# [SELECTED EXCERPT]
════
Stonehenge is not the only ancient mysterious and ceremonial monument where cultures, religions, prophets and profits clash. In Ohio, the ancient mysterious and ceremonial Great Serpent Mound was recently the site of a heated disagreement between Native American leaders and a prayer group that claimed they were there to pray away the dark energy being released from the mound. Needless to say, some harsh and derogatory words were exchanged and the authorities were called to break it up. Will we ever figure out why the followers of peaceful leaders choose settle their differences by non-peaceful means?

“Serpent Mound is an internationally known National Historic Landmark built by the ancient American Indian cultures of Ohio and is on the U.S. Tentative List for possible World Heritage inscription by UNESCO, a designation reserved for only the most authentic and historically significant sites. Serpent Mound is well-known and visited by many people of different faiths and religions. However, there is no question it is a sacred American Indian site.”
════
# [WHAT YOU WILL DO]
1) According to the Serpent Mound text, who built Serpent Mound?
2) Print the lines of the records from the very first line through the line that contains "xmin=245 ymin=109 xmax=337 ymax=191", keeping them exactly the same and including both ends.
The text and the records have nothing to do with each other.

(A series of records)
════
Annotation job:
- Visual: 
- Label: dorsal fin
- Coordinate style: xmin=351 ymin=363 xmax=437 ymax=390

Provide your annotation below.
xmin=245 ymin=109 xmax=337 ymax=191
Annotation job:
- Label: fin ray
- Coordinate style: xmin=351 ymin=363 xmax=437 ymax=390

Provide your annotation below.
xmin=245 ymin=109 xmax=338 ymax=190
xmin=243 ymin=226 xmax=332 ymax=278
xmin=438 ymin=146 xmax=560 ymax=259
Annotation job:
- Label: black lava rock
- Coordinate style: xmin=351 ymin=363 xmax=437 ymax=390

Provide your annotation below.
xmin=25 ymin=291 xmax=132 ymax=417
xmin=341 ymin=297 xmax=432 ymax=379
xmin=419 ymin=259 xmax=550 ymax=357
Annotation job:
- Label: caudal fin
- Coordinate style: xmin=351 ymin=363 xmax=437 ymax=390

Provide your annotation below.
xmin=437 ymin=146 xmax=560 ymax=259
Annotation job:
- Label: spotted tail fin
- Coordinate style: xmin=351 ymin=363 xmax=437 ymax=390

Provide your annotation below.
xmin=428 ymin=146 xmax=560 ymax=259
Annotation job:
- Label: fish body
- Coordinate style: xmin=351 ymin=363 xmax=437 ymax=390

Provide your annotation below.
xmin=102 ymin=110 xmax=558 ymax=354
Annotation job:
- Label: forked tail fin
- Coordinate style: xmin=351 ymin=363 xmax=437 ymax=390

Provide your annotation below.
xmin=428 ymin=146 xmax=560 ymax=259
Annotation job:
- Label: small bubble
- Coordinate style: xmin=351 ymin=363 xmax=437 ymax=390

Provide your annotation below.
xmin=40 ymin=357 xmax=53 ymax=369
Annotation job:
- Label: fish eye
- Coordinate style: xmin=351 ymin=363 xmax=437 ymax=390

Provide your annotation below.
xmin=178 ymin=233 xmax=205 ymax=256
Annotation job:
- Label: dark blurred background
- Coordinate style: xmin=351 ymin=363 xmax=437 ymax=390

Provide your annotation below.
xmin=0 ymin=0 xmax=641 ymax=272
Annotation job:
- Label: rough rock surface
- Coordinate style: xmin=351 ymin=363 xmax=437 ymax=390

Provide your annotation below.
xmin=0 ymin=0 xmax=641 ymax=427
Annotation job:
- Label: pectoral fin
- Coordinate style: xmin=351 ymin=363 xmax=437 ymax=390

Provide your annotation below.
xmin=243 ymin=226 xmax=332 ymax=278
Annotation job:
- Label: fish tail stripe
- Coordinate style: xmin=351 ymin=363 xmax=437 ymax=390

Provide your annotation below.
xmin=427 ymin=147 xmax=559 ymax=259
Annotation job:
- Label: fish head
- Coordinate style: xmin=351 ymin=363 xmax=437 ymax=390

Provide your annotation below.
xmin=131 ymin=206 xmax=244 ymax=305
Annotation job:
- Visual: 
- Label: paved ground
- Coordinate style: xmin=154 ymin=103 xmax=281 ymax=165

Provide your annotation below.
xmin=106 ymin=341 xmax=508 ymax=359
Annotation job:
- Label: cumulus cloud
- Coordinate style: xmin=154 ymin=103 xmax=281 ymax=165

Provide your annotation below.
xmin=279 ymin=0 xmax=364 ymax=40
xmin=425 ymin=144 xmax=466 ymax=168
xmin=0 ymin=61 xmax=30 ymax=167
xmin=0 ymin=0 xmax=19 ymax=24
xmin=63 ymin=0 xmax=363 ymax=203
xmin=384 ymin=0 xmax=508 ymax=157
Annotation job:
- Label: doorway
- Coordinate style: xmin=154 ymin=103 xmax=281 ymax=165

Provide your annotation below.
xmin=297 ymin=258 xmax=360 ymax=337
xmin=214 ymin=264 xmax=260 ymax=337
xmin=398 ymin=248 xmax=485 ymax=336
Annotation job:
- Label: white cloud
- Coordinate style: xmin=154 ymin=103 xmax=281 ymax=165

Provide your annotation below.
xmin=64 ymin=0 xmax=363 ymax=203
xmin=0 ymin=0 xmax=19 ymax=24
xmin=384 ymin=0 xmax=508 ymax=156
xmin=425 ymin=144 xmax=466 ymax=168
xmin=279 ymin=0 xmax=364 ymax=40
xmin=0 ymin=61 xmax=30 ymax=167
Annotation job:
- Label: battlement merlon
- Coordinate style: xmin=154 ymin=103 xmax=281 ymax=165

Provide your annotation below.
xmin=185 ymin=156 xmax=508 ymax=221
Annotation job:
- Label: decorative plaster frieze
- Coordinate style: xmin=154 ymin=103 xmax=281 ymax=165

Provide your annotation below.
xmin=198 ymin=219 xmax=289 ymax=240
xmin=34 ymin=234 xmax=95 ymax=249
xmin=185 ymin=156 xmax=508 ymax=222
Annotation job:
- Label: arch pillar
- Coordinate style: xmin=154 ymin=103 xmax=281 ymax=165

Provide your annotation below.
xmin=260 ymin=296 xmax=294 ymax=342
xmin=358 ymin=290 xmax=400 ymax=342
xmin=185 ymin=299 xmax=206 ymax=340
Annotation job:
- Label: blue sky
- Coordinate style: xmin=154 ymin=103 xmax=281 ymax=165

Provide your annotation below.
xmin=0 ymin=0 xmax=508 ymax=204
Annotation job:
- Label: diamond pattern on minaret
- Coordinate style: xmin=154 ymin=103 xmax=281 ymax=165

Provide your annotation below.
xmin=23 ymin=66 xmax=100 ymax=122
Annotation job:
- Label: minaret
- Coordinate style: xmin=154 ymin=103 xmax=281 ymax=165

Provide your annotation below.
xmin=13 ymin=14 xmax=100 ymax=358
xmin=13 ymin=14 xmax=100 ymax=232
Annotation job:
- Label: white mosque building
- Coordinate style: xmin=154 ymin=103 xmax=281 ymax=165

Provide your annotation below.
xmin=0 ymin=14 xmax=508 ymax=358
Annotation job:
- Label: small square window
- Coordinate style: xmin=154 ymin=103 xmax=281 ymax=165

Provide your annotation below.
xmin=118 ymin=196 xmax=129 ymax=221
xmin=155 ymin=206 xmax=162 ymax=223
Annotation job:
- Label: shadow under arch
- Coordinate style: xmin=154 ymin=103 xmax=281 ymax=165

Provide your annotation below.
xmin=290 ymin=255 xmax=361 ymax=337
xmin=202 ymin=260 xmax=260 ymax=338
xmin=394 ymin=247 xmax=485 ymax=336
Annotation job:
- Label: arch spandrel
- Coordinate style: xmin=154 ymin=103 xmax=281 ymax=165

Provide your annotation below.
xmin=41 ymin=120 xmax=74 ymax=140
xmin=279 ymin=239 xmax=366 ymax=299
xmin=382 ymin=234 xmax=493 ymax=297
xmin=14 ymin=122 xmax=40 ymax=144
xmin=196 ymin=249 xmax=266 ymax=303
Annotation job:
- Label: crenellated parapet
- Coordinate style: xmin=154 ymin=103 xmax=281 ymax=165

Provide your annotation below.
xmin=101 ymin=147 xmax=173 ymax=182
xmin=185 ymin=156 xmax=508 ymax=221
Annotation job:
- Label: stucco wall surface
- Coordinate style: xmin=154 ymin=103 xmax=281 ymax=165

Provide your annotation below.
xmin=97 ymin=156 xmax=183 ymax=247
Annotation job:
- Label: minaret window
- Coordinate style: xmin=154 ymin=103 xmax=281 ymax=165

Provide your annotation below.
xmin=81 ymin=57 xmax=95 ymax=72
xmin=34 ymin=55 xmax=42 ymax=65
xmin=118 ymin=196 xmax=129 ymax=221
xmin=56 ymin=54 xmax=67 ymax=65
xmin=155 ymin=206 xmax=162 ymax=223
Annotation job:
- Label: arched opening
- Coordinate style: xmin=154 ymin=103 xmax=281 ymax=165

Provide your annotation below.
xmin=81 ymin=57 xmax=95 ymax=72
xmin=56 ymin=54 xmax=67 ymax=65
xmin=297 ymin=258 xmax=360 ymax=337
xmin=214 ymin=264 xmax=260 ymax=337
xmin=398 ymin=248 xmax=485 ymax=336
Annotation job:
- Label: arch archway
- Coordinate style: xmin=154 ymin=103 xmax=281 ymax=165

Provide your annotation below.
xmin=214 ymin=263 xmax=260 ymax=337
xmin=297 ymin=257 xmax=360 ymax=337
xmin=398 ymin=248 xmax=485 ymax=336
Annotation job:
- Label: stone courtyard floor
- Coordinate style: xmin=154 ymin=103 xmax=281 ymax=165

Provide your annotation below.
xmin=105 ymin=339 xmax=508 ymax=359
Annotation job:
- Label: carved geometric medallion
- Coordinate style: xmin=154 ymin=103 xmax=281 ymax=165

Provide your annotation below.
════
# [TASK RESULTS]
1) The ancient American Indian cultures of Ohio.

2)
Annotation job:
- Visual: 
- Label: dorsal fin
- Coordinate style: xmin=351 ymin=363 xmax=437 ymax=390

Provide your annotation below.
xmin=245 ymin=109 xmax=337 ymax=191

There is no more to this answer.